Excerpts from a dataset on object pointing:
· · ·

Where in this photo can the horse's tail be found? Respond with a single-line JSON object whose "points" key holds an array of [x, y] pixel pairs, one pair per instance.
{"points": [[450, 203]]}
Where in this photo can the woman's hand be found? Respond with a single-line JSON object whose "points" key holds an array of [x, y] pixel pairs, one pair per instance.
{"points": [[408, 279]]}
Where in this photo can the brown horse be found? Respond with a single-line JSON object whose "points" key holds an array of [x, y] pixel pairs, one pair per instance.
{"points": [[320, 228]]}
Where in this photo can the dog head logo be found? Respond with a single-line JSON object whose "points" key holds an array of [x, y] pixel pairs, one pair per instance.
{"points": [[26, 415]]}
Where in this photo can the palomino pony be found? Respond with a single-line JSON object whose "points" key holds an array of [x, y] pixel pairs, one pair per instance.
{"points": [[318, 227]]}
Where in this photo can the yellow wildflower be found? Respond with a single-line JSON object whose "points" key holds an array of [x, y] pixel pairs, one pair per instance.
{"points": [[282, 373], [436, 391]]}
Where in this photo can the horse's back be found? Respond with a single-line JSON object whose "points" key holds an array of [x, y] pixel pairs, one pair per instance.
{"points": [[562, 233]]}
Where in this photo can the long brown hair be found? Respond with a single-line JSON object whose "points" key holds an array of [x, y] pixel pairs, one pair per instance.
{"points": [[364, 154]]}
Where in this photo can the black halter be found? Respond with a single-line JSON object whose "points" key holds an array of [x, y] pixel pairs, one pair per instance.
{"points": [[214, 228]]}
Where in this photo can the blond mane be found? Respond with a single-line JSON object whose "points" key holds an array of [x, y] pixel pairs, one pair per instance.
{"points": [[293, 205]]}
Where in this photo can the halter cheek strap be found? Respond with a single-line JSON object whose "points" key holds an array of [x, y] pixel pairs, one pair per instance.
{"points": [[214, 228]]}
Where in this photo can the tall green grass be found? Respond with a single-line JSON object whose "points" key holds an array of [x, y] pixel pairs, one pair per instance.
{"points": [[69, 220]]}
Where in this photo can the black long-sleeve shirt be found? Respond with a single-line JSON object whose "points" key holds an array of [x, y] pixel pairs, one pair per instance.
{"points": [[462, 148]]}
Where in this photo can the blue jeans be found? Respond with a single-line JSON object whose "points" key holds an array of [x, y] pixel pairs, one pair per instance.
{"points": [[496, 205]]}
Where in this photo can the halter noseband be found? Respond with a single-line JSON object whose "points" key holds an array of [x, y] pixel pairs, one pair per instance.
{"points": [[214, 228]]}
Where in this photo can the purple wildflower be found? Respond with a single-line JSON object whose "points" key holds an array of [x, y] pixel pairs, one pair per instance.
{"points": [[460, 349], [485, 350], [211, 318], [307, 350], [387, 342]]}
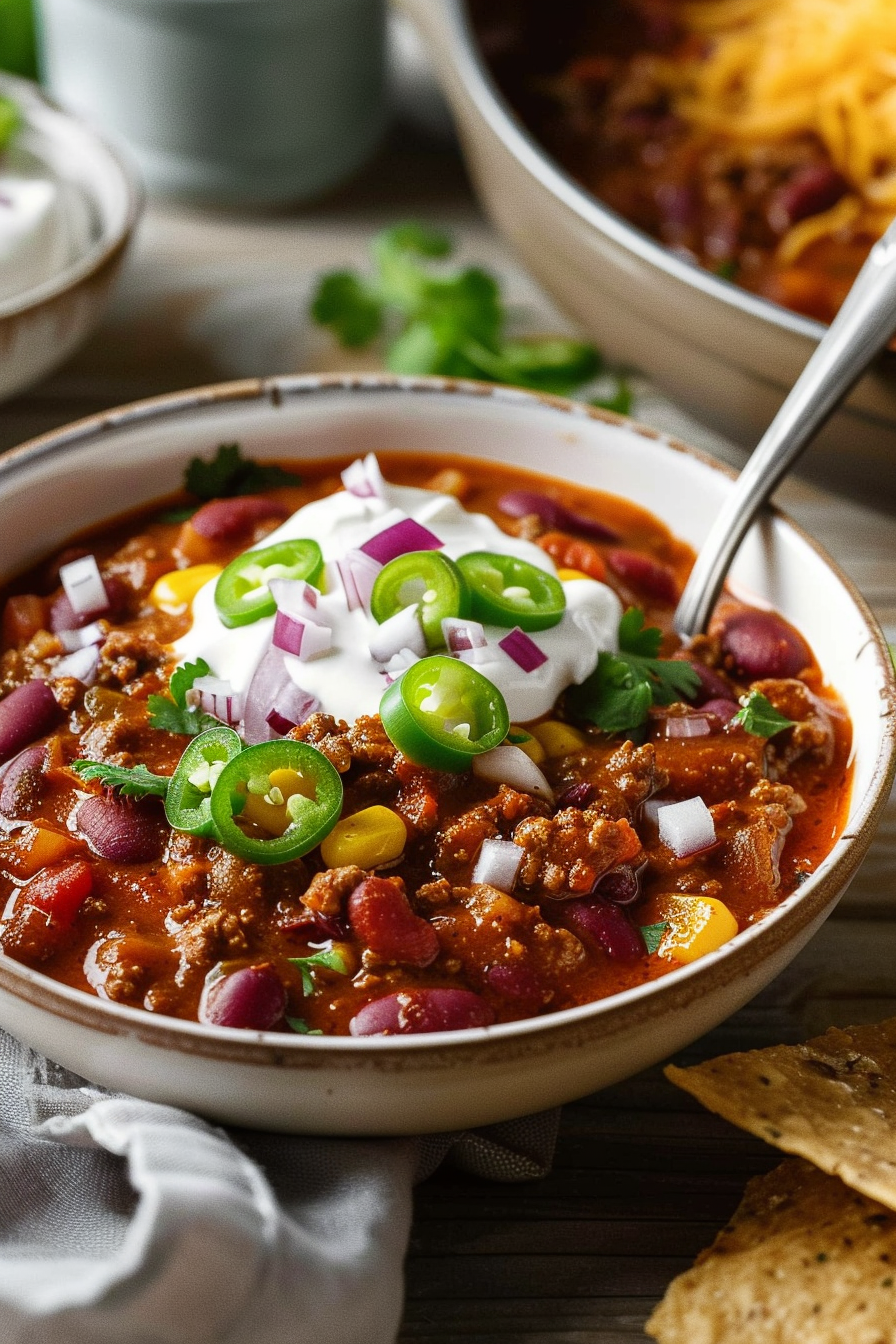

· · ·

Please count how many lines of the records above contain the word "black". Reply with the number alone.

ANSWER FOR THE TASK: 2